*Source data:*

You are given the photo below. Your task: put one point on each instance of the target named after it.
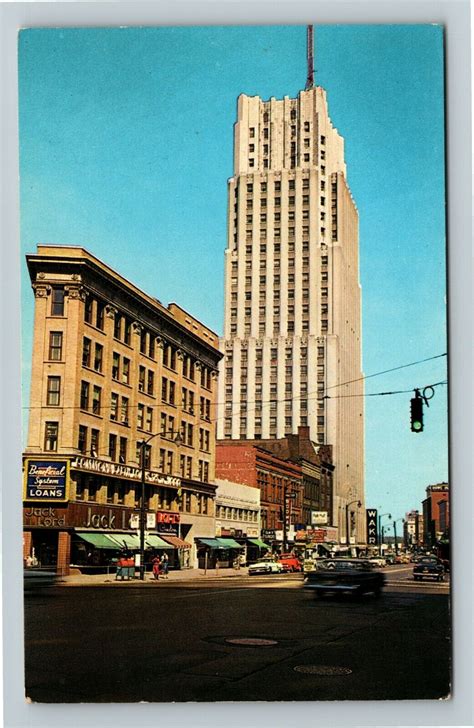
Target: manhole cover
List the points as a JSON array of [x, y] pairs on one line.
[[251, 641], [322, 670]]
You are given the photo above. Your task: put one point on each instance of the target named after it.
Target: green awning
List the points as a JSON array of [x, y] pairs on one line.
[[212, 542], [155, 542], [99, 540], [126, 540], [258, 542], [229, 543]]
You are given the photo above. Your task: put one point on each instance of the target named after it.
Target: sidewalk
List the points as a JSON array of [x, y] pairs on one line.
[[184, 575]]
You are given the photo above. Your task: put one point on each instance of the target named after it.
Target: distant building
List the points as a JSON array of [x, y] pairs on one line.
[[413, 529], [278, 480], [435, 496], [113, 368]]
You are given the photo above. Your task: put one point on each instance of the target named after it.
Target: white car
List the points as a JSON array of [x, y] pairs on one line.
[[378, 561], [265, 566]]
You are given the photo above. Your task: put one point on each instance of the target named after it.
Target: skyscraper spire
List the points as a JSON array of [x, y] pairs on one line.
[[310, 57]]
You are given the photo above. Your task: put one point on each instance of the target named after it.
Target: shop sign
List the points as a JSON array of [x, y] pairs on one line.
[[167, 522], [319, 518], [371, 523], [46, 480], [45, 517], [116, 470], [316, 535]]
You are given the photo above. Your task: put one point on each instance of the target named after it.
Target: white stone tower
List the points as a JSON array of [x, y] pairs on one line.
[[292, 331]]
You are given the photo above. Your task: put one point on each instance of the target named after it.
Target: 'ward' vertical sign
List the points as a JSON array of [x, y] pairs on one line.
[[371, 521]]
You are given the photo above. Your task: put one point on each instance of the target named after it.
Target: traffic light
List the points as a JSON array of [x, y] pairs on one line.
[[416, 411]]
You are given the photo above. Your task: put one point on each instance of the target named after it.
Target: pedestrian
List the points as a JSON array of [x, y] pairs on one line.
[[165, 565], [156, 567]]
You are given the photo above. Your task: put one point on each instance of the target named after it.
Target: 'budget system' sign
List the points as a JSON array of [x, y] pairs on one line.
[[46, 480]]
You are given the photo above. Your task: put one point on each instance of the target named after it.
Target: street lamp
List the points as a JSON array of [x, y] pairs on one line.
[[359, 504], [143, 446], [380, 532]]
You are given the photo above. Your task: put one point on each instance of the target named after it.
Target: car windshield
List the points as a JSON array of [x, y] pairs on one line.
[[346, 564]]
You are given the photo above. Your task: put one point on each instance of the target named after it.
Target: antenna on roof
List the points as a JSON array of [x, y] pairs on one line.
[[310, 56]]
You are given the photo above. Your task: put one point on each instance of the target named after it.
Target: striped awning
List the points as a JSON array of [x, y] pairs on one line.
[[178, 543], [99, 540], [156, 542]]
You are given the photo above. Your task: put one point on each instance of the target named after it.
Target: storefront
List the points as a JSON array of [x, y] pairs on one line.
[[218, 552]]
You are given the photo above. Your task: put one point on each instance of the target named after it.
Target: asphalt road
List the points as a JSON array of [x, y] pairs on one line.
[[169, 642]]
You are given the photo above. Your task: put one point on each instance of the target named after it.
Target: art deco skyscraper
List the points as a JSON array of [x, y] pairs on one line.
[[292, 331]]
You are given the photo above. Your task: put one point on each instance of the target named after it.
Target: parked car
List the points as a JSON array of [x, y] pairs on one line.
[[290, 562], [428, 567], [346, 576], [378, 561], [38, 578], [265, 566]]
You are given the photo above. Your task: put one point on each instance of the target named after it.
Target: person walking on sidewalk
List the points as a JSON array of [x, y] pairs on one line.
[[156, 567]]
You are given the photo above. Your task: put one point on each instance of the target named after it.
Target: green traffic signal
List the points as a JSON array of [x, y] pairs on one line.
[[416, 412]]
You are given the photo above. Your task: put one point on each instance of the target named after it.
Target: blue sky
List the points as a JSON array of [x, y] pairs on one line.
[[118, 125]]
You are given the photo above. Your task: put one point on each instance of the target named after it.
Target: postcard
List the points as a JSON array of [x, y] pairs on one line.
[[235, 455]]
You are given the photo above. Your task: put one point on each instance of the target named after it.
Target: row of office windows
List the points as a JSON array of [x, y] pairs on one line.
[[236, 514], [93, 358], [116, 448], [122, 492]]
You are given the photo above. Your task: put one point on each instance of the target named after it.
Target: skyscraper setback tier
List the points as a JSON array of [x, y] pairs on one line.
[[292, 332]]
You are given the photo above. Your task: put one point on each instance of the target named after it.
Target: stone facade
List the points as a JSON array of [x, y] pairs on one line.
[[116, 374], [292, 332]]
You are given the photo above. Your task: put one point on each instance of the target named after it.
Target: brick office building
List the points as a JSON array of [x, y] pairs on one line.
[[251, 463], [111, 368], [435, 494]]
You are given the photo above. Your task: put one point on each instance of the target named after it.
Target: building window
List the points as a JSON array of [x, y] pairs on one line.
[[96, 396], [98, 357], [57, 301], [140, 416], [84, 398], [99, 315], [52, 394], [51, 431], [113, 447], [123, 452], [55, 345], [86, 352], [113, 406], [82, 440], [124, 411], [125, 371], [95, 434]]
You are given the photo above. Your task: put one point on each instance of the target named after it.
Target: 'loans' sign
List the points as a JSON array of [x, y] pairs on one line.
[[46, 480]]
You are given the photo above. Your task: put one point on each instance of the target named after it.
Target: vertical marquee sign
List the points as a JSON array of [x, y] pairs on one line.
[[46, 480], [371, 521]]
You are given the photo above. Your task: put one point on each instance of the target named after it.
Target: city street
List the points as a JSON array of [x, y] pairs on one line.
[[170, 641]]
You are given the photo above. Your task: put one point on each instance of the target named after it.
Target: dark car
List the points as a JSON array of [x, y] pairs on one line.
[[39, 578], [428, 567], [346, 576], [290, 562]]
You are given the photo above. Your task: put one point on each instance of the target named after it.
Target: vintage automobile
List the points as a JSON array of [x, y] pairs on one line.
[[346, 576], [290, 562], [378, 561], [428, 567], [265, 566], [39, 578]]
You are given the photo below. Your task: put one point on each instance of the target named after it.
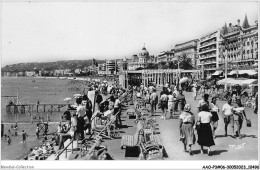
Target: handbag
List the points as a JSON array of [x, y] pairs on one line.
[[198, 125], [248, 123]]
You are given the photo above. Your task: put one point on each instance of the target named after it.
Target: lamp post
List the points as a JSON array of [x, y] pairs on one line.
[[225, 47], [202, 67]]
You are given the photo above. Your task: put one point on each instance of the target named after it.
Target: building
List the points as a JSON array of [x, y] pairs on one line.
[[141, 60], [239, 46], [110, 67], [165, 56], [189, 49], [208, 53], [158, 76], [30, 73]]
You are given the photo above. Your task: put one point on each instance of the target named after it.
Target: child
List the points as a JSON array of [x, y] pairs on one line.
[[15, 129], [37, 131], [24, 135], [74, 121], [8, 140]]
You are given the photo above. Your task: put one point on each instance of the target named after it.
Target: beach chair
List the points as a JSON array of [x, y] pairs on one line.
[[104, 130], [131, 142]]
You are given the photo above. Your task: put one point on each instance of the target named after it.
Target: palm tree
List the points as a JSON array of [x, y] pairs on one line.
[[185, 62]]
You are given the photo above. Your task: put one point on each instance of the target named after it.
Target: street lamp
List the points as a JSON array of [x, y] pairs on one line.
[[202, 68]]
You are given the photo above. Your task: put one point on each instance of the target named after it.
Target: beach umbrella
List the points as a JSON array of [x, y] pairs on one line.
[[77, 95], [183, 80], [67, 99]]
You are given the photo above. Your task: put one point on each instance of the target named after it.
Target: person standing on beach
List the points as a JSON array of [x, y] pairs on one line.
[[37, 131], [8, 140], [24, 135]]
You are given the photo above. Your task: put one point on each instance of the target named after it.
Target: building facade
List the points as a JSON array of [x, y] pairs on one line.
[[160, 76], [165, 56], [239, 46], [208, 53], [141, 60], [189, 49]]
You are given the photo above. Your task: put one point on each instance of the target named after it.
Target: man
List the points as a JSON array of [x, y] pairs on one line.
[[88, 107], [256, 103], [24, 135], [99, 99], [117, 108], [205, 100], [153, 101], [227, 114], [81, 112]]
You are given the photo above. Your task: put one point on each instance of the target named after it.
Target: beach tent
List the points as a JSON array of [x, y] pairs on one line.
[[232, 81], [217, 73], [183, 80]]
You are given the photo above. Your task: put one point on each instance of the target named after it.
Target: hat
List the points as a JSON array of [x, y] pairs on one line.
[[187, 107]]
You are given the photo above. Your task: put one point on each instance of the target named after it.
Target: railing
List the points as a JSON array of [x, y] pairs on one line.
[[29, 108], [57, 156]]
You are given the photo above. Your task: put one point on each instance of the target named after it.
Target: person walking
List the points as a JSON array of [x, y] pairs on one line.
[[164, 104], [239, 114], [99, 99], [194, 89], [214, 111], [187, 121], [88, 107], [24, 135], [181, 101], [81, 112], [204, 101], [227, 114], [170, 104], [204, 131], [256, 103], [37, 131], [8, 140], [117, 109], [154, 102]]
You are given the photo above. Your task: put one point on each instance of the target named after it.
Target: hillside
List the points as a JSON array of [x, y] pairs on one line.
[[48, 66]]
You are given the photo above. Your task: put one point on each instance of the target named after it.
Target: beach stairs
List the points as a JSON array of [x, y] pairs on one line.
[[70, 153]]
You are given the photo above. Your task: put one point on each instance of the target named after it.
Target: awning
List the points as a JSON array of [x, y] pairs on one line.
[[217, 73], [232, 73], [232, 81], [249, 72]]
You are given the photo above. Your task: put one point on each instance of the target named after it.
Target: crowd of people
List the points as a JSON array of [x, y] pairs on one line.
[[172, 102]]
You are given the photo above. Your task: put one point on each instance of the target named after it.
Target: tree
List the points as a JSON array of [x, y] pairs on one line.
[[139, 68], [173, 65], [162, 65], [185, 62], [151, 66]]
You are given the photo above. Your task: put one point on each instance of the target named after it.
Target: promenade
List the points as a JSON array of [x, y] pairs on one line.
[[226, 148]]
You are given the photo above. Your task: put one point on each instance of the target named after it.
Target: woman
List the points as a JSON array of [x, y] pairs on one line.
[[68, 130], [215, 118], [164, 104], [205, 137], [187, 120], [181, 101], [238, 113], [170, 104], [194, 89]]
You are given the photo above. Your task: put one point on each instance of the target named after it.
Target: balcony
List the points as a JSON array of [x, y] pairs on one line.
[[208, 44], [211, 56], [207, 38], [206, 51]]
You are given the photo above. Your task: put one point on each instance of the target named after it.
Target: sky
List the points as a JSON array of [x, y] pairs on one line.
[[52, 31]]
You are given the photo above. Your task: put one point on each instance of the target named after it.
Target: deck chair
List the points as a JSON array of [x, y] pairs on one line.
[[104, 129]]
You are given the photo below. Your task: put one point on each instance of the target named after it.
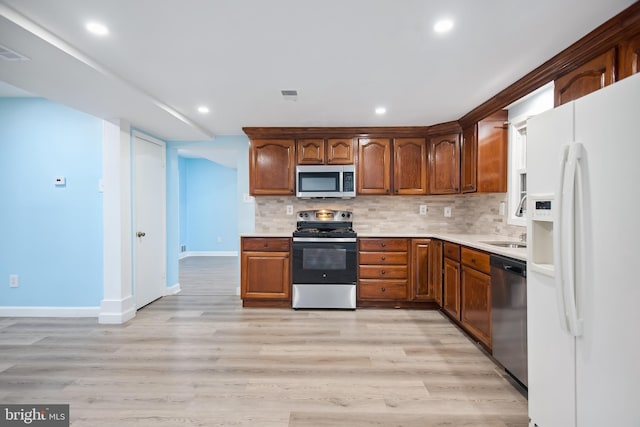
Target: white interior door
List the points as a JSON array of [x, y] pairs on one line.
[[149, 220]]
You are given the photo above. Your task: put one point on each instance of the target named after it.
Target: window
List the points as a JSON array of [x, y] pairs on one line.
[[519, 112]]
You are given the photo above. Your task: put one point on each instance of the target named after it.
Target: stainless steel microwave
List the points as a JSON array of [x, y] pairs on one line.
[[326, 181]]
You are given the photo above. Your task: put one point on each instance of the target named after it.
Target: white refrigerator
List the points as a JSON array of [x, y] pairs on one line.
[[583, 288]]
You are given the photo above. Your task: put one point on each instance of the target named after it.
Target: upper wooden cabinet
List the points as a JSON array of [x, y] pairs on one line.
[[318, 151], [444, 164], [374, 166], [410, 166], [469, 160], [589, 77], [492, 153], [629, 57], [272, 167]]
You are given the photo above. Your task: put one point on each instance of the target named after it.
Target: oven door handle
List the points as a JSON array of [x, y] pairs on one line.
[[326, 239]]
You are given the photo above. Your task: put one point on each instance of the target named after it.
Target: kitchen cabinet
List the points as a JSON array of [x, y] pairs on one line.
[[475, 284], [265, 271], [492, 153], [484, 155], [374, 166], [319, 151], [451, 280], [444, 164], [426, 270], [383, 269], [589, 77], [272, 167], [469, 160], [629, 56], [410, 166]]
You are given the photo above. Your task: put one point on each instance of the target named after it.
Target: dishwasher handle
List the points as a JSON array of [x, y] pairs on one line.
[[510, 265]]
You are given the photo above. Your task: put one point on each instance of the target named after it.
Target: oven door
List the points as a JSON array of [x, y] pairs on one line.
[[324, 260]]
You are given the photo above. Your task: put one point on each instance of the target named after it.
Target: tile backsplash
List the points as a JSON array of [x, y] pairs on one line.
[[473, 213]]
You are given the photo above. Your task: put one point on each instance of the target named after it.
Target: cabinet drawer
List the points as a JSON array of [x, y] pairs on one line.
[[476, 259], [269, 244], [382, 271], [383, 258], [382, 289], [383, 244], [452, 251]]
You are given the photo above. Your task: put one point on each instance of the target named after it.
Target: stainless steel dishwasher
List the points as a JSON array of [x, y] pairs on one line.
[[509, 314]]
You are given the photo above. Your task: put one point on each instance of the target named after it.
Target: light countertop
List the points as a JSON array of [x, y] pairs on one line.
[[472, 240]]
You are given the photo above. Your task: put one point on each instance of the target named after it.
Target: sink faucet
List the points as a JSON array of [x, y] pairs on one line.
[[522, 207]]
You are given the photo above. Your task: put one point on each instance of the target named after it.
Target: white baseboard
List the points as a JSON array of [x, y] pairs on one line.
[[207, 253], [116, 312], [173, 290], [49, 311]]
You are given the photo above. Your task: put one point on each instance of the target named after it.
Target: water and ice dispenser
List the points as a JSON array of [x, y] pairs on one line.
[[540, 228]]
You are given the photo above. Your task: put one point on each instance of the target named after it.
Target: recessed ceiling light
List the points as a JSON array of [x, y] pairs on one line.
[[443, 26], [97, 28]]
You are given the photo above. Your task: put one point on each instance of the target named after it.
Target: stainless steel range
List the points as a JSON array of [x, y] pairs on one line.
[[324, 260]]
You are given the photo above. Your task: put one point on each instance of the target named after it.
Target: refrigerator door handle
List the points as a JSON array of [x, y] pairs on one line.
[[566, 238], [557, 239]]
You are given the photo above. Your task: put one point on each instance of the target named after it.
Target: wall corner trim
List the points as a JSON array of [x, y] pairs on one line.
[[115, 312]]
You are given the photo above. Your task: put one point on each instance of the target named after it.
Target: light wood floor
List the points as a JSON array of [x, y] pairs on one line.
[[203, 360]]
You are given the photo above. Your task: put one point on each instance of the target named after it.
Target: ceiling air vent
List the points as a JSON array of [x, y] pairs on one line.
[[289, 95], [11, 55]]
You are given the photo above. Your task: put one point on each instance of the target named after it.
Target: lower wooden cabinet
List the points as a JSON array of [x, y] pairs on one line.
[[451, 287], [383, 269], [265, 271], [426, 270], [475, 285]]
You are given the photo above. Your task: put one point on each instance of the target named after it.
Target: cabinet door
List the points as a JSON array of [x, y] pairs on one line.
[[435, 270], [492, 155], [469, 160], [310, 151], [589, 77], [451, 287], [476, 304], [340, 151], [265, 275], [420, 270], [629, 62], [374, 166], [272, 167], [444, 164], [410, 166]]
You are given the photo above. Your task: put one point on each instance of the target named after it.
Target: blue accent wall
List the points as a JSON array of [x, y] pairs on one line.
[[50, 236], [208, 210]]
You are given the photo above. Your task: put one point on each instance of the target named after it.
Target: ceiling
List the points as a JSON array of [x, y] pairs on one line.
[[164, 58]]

*Exercise goal:*
Of the lines in the data, report each one containing the string "office".

*Answer for this exercise:*
Target: row of office windows
Target: brick office building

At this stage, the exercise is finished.